[[ Records shown open ]]

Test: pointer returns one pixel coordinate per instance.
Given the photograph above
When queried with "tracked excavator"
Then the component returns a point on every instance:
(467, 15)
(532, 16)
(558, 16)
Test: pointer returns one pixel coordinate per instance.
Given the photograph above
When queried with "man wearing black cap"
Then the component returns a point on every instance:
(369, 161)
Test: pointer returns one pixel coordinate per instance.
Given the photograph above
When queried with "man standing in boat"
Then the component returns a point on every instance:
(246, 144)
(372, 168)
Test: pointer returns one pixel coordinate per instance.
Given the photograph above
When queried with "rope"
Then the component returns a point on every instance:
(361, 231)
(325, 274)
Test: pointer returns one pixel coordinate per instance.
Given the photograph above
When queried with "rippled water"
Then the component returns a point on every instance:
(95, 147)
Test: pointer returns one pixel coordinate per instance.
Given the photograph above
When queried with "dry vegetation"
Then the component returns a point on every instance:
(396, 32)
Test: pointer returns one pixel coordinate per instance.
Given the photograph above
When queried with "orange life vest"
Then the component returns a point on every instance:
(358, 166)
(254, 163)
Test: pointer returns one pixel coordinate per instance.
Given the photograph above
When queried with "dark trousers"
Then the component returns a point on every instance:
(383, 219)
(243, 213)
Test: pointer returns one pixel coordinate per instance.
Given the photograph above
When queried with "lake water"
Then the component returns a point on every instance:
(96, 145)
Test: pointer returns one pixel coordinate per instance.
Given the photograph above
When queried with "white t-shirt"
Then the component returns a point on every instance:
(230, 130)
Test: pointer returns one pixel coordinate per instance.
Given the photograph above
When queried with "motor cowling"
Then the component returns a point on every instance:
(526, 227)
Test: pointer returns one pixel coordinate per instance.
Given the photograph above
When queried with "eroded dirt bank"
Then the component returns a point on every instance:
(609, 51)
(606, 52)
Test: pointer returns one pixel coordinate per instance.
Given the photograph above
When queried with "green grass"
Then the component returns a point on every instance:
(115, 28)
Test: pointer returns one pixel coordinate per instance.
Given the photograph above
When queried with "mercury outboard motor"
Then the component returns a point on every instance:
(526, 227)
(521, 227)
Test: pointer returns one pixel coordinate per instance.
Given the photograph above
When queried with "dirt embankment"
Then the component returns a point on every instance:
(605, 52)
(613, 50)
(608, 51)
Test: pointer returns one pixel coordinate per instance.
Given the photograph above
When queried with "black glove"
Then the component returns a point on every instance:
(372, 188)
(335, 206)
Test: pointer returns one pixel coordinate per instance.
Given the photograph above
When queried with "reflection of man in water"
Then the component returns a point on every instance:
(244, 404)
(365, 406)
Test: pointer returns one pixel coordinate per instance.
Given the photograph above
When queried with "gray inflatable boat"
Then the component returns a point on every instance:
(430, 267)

[[ Records shown closed ]]

**About this task**
Go through the data and copy each line exactly as it reads.

**Output**
Test: pointer returns one pixel coordinate per instance.
Given the photograph above
When queried with "tracked excavator"
Then the component returns a point on every instance:
(467, 15)
(532, 16)
(558, 16)
Test: pointer returns one pixel coordinate per instance.
Given the photograph above
When queried with "man wearing black cap"
Then the component returns a point on every instance:
(369, 161)
Test: pointer returns one pixel coordinate per instance.
Given the photograph above
When queried with "man standing in boat"
Then the component returns a point on every instance:
(246, 144)
(372, 168)
Test: pointer returns one pixel coordinate per instance.
Given the photograph above
When queried with "rope"
Then the component returns a point on every instance:
(361, 231)
(325, 274)
Test: pointer returns one pixel coordinate per instance.
Given the photograph above
When queried with "rippled water"
Then the component returns a point on every instance:
(95, 147)
Test: pointer returns one pixel coordinate per instance.
Given the photograph above
When queried with "dry vegetation"
Then the component returns a point on every instance:
(396, 32)
Test: pointer returns one pixel coordinate per instance.
Given the photograph above
When queried with "orange life vest"
Then the component returns a point on every instance:
(358, 166)
(254, 163)
Test: pointer returns one pixel coordinate per instance.
Given the photograph above
When queried with "dark trousers"
Then the component returns a point on every instance:
(383, 219)
(243, 213)
Test: pointer returns one pixel coordinate per instance.
Given the photograph above
When queried with "lake water"
Then the component returns a point on every instance:
(96, 145)
Test: pointer returns one pixel coordinate per instance.
Given the photograph above
When queried with "white t-shirt"
Then the component returns a point on every instance:
(230, 130)
Test: pointer returns one pixel coordinate per instance.
Given the photograph above
When queried with "motor cowling"
Then the component returns a point on every instance:
(526, 227)
Test: pointer returns one pixel coordinate per instance.
Given the photograph above
When queried with "eroded dirt bank"
Then the component returns a point on every instance:
(609, 51)
(606, 52)
Test: pointer returns one pixel coordinate per instance.
Given the photograph above
When queried with "green grass"
Then the component returns a point on every instance:
(115, 28)
Test: pointer returns one pixel coordinate per instance.
Given the photograph above
When queried with "mercury outboard motor"
Then the component returns a point on every instance:
(526, 227)
(521, 227)
Test: pointer returns one pixel coordinate per instance.
Given the photograph above
When queried with "dirt embankment"
Then the component returns a point on every instance:
(605, 52)
(613, 50)
(608, 51)
Test: pointer returns one pixel coordinate per instance.
Given the photograph above
When queried with "black glove"
Then the component returns a point on every instance:
(372, 188)
(335, 206)
Test: pointer returns one pixel coordinate per instance.
Given the photograph above
When queried with "reflection of man in water"
Then the component returns a point on every instance:
(244, 404)
(365, 406)
Test: pointer returns one pixel coordinate per instance.
Given the photograph above
When queried with "gray inflatable boat"
Then the component returns a point on every instance:
(430, 267)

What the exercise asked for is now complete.